- Given data
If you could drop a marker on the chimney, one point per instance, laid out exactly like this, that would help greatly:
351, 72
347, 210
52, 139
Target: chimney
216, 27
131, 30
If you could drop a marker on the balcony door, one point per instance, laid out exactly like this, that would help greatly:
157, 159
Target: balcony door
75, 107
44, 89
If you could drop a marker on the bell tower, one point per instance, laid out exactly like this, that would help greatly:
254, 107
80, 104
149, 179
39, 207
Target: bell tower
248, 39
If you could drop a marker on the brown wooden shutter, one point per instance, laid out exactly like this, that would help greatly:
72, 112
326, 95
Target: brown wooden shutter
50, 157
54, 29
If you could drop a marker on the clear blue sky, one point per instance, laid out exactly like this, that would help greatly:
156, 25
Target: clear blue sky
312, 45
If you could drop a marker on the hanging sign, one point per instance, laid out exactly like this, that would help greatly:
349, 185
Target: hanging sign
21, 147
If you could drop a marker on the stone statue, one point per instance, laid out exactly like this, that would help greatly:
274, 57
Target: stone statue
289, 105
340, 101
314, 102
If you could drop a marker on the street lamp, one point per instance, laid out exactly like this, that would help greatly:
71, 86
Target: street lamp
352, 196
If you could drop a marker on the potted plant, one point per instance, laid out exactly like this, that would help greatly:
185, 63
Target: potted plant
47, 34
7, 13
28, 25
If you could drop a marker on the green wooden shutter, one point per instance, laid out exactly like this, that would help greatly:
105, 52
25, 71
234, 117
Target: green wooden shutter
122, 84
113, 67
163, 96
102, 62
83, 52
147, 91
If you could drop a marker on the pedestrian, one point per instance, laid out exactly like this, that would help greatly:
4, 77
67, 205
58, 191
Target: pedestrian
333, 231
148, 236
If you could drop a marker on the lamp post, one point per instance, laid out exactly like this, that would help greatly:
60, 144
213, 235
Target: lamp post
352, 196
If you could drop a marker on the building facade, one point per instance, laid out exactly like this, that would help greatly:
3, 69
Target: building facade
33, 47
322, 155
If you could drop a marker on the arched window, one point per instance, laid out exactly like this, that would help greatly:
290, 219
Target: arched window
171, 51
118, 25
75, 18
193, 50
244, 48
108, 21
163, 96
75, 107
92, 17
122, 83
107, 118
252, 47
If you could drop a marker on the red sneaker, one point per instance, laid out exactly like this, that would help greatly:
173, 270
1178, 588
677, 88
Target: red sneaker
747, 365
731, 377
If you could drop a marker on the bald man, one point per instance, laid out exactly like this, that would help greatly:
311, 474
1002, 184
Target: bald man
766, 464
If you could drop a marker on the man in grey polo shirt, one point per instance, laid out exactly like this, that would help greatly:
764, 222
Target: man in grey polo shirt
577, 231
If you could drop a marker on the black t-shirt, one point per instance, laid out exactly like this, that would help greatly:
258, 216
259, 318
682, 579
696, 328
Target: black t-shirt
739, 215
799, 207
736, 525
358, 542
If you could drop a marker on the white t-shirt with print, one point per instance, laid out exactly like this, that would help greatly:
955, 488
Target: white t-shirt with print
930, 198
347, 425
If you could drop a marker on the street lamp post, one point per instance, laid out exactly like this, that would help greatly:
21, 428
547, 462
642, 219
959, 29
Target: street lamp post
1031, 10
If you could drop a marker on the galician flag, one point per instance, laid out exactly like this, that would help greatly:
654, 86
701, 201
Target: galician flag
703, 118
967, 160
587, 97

- Required work
Write down all the entries again without a single difference.

- Finished task
If you could drop a marker on the chimney, one point per instance, laid out exactly like this, that would help greatly:
351, 72
347, 210
52, 139
Target: chimney
216, 27
131, 30
If you could drop a marker on the balcony door, one point per instance, laid out exactly like this, that would help greatly:
157, 159
Target: balcony door
75, 107
44, 89
If you could drop a marker on the bell tower, one point per instance, laid out exactly like this, that would help greatly:
254, 107
80, 104
149, 179
39, 207
Target: bell tower
248, 39
If you could drop a marker on the brown wooden shutter, one point per instance, laid out exactly like this, that would help greatly:
72, 112
326, 95
Target: brown wooden shutter
50, 157
54, 29
If you could drop a marker on the clear blue sky, one point per instance, laid out exactly like this, that would help greatly:
156, 25
Target: clear blue sky
312, 45
If you could drop a marker on the hanging sign, one point per instance, laid out exactly like this, that would help greatly:
349, 185
Target: hanging sign
21, 147
If you could drop a marker on the stone statue, one point per instance, laid out exactly like this, that would help greatly:
274, 57
Target: stone statue
289, 105
340, 101
314, 102
If you could drop a marker on the street lamp, one point per instance, laid out exactly like this, that would help greatly:
71, 86
Target: street lamp
352, 196
If you could drop a marker on the potted plant, one point per instance, laid out exactly like this, that would help greatly:
185, 63
Target: potted plant
47, 34
7, 13
28, 25
If you could drop a marker on the green wooden shutter, one point per instance, laid out exactly like this, that would help greatly:
105, 52
25, 71
234, 117
Target: green wooden shutter
122, 84
113, 67
163, 96
102, 62
83, 52
147, 91
If you could drop a marker on the pedestrian, one point per instance, laid out exactly like this, that would help greatly:
4, 77
67, 205
58, 191
Target: pedestrian
333, 231
148, 236
If you could drop a marker on the lamp post, one point per instance, laid out exactly like this, that would help greatly:
60, 144
213, 235
Target: lamp post
352, 196
If you could drop a marker on the building facade, one point per instance, laid out exactly like this, that would help greatly:
3, 69
Target: building facade
33, 47
322, 155
If you could drop a marker on the arched window, one point per instance, laid out exactly like this, that would help greatly:
290, 219
Target: arched window
171, 51
118, 25
75, 18
193, 50
244, 48
108, 21
163, 96
75, 107
92, 17
122, 83
107, 118
252, 47
If you could drop a marker on the red sneaker, one point per instance, laid out exactly like this, that would help greatly:
173, 270
1178, 588
677, 88
Target: red sneaker
747, 365
731, 377
If you could drop a marker on the bald man, one point per instance, laid out exactly like this, that would help greatly:
311, 474
1002, 184
Target: bald man
766, 464
If you could drop a marker on the man in grey polo shirt, one point per instance, laid out exactly like this, that would help greatly:
764, 222
Target: man in grey polo shirt
577, 231
If you could drop a marker on the black t-shirt, one point per instance, laid out exactly like this, that would help greatly:
258, 216
259, 318
682, 579
696, 328
Target: black t-shirt
739, 215
799, 207
736, 525
358, 542
If you could drop a marker on the white t-shirt with print, one point per instance, laid out exactly like this, that would help greatly:
955, 488
Target: white t-shirt with print
930, 198
347, 425
If you could drop a marker on the street lamp post, one point per instance, laid out exactly like this, that would help greatly:
21, 428
547, 462
642, 219
959, 29
Target: street lamp post
1031, 10
If you could drop a marker on the galician flag, one point per instance, laid out exactly like this, that would help greatly:
654, 86
701, 201
Target: galician flag
703, 118
967, 160
587, 97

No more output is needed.